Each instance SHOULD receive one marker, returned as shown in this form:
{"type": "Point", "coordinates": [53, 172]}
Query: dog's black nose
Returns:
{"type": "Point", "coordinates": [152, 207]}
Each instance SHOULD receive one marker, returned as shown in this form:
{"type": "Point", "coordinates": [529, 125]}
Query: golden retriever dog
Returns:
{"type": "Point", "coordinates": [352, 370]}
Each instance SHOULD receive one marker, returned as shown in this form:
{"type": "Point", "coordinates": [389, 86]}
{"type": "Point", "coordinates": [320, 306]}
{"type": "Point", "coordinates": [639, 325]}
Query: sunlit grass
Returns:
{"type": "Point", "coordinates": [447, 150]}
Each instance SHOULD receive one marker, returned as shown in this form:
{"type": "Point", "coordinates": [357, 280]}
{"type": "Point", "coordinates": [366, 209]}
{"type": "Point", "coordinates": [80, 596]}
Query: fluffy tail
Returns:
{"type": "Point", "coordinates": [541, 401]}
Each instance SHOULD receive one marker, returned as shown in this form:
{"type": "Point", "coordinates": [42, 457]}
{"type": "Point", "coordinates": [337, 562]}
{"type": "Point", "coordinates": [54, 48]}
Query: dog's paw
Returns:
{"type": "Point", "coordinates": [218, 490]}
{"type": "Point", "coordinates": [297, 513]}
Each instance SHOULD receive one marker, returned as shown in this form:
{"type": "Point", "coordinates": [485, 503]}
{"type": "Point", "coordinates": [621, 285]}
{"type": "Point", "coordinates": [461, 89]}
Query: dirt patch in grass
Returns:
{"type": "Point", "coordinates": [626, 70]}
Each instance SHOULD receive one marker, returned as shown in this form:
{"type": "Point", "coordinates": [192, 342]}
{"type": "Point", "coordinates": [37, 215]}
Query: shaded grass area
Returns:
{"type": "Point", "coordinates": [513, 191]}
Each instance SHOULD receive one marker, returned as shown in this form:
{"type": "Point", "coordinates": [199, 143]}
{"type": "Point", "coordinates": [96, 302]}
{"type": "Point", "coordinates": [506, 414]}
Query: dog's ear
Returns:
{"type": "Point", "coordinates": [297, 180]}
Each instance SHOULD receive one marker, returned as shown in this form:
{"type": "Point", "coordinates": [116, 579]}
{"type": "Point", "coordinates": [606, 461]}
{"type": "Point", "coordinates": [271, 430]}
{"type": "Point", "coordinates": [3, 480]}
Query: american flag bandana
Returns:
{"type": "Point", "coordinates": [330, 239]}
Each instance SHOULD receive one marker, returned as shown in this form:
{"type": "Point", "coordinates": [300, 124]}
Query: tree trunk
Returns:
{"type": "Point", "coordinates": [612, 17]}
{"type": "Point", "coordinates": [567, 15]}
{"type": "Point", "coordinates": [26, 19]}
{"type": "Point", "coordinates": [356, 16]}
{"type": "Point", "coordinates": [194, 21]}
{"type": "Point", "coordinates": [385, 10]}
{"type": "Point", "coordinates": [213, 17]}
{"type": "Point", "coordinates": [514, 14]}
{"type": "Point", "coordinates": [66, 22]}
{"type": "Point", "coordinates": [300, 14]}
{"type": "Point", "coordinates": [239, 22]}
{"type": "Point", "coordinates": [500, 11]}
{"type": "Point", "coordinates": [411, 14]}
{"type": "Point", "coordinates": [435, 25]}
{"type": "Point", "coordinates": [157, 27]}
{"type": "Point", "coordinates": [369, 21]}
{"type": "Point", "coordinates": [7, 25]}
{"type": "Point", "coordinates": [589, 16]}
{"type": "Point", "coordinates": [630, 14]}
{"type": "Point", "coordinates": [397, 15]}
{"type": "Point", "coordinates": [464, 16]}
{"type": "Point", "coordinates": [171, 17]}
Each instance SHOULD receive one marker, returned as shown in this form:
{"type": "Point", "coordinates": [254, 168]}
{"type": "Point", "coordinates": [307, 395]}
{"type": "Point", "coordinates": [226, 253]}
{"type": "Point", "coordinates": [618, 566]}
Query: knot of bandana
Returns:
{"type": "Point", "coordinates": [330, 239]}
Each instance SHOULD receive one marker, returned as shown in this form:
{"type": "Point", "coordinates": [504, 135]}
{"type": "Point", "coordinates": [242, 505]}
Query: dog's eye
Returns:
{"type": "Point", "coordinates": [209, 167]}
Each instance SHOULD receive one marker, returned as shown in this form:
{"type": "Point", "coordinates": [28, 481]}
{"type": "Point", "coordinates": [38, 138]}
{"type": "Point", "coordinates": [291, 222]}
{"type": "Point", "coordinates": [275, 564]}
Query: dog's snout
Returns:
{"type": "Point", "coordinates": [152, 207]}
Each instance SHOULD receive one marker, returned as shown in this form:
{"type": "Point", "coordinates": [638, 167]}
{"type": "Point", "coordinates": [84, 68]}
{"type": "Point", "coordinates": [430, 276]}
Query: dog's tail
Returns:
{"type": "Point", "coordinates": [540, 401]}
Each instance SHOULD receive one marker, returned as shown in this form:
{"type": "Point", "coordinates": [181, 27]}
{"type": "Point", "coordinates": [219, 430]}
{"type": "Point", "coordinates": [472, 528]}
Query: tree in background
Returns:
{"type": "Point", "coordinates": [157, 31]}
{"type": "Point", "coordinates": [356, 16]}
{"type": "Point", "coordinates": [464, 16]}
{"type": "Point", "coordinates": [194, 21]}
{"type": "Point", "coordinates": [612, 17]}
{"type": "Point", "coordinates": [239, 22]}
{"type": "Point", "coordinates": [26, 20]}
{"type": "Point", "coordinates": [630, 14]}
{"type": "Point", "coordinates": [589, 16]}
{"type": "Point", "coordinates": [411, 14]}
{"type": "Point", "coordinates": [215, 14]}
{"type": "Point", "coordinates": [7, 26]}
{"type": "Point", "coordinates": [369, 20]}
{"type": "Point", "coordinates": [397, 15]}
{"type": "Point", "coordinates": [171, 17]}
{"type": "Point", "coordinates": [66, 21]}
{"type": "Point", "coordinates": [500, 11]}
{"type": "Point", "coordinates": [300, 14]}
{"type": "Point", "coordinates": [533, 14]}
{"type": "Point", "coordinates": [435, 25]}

***

Exercise description
Set every line of the listing down word for word.

Answer
Each instance SHOULD receive one marker, returned as shown in this form:
{"type": "Point", "coordinates": [53, 172]}
Query: dog's black nose
Returns:
{"type": "Point", "coordinates": [152, 207]}
Each instance SHOULD receive one marker, returned as shown in this form:
{"type": "Point", "coordinates": [529, 125]}
Query: golden retriever dog
Returns:
{"type": "Point", "coordinates": [352, 370]}
Each instance SHOULD receive one marker, returned as shown in this form:
{"type": "Point", "coordinates": [389, 86]}
{"type": "Point", "coordinates": [320, 306]}
{"type": "Point", "coordinates": [639, 325]}
Query: sunlit grass
Returns:
{"type": "Point", "coordinates": [447, 150]}
Each instance SHOULD receive one marker, returned as shown in this form:
{"type": "Point", "coordinates": [357, 280]}
{"type": "Point", "coordinates": [366, 209]}
{"type": "Point", "coordinates": [80, 596]}
Query: fluffy tail
Returns:
{"type": "Point", "coordinates": [541, 401]}
Each instance SHOULD receive one marker, returned as shown in this form:
{"type": "Point", "coordinates": [42, 457]}
{"type": "Point", "coordinates": [337, 562]}
{"type": "Point", "coordinates": [54, 48]}
Query: dog's paw
Returns:
{"type": "Point", "coordinates": [218, 490]}
{"type": "Point", "coordinates": [297, 513]}
Each instance SHOULD receive one marker, returned as shown in this form:
{"type": "Point", "coordinates": [485, 503]}
{"type": "Point", "coordinates": [621, 285]}
{"type": "Point", "coordinates": [461, 89]}
Query: dirt patch in grass
Returns:
{"type": "Point", "coordinates": [626, 70]}
Each instance SHOULD receive one marker, returned as shown in this form:
{"type": "Point", "coordinates": [192, 342]}
{"type": "Point", "coordinates": [37, 215]}
Query: shaded grass area
Returns:
{"type": "Point", "coordinates": [513, 191]}
Each instance SHOULD receive one marker, returned as shown in this form:
{"type": "Point", "coordinates": [199, 143]}
{"type": "Point", "coordinates": [96, 302]}
{"type": "Point", "coordinates": [506, 414]}
Query: dog's ear
Returns:
{"type": "Point", "coordinates": [297, 180]}
Each instance SHOULD receive one marker, returned as shown in this form:
{"type": "Point", "coordinates": [116, 579]}
{"type": "Point", "coordinates": [606, 461]}
{"type": "Point", "coordinates": [271, 430]}
{"type": "Point", "coordinates": [3, 480]}
Query: american flag bandana
Returns:
{"type": "Point", "coordinates": [330, 239]}
Each instance SHOULD receive one marker, returned as shown in this form:
{"type": "Point", "coordinates": [300, 124]}
Query: tree trunk
Returns:
{"type": "Point", "coordinates": [612, 17]}
{"type": "Point", "coordinates": [567, 15]}
{"type": "Point", "coordinates": [26, 19]}
{"type": "Point", "coordinates": [356, 16]}
{"type": "Point", "coordinates": [194, 21]}
{"type": "Point", "coordinates": [385, 10]}
{"type": "Point", "coordinates": [213, 17]}
{"type": "Point", "coordinates": [514, 14]}
{"type": "Point", "coordinates": [66, 22]}
{"type": "Point", "coordinates": [300, 14]}
{"type": "Point", "coordinates": [239, 22]}
{"type": "Point", "coordinates": [500, 11]}
{"type": "Point", "coordinates": [411, 14]}
{"type": "Point", "coordinates": [435, 25]}
{"type": "Point", "coordinates": [157, 27]}
{"type": "Point", "coordinates": [369, 21]}
{"type": "Point", "coordinates": [7, 25]}
{"type": "Point", "coordinates": [589, 16]}
{"type": "Point", "coordinates": [630, 14]}
{"type": "Point", "coordinates": [397, 15]}
{"type": "Point", "coordinates": [464, 16]}
{"type": "Point", "coordinates": [171, 17]}
Each instance SHOULD receive one marker, returned as shown in this form:
{"type": "Point", "coordinates": [254, 168]}
{"type": "Point", "coordinates": [307, 395]}
{"type": "Point", "coordinates": [226, 253]}
{"type": "Point", "coordinates": [618, 566]}
Query: knot of bandana
Returns:
{"type": "Point", "coordinates": [330, 239]}
Each instance SHOULD receive one marker, returned as shown in this form:
{"type": "Point", "coordinates": [504, 135]}
{"type": "Point", "coordinates": [242, 505]}
Query: dog's eye
Returns:
{"type": "Point", "coordinates": [209, 167]}
Each instance SHOULD receive one marker, returned as shown in this form:
{"type": "Point", "coordinates": [28, 481]}
{"type": "Point", "coordinates": [38, 138]}
{"type": "Point", "coordinates": [291, 222]}
{"type": "Point", "coordinates": [275, 564]}
Query: dog's snout
Returns:
{"type": "Point", "coordinates": [152, 207]}
Each instance SHOULD receive one marker, returned as shown in this form:
{"type": "Point", "coordinates": [638, 167]}
{"type": "Point", "coordinates": [84, 68]}
{"type": "Point", "coordinates": [430, 276]}
Query: dog's tail
Returns:
{"type": "Point", "coordinates": [540, 401]}
Each instance SHOULD receive one marker, returned as shown in this form:
{"type": "Point", "coordinates": [181, 27]}
{"type": "Point", "coordinates": [219, 430]}
{"type": "Point", "coordinates": [472, 528]}
Query: tree in background
Returns:
{"type": "Point", "coordinates": [157, 31]}
{"type": "Point", "coordinates": [356, 16]}
{"type": "Point", "coordinates": [464, 16]}
{"type": "Point", "coordinates": [194, 21]}
{"type": "Point", "coordinates": [612, 17]}
{"type": "Point", "coordinates": [239, 22]}
{"type": "Point", "coordinates": [26, 20]}
{"type": "Point", "coordinates": [630, 14]}
{"type": "Point", "coordinates": [589, 16]}
{"type": "Point", "coordinates": [411, 14]}
{"type": "Point", "coordinates": [215, 14]}
{"type": "Point", "coordinates": [7, 26]}
{"type": "Point", "coordinates": [369, 20]}
{"type": "Point", "coordinates": [397, 15]}
{"type": "Point", "coordinates": [171, 17]}
{"type": "Point", "coordinates": [66, 21]}
{"type": "Point", "coordinates": [500, 11]}
{"type": "Point", "coordinates": [300, 14]}
{"type": "Point", "coordinates": [533, 14]}
{"type": "Point", "coordinates": [435, 25]}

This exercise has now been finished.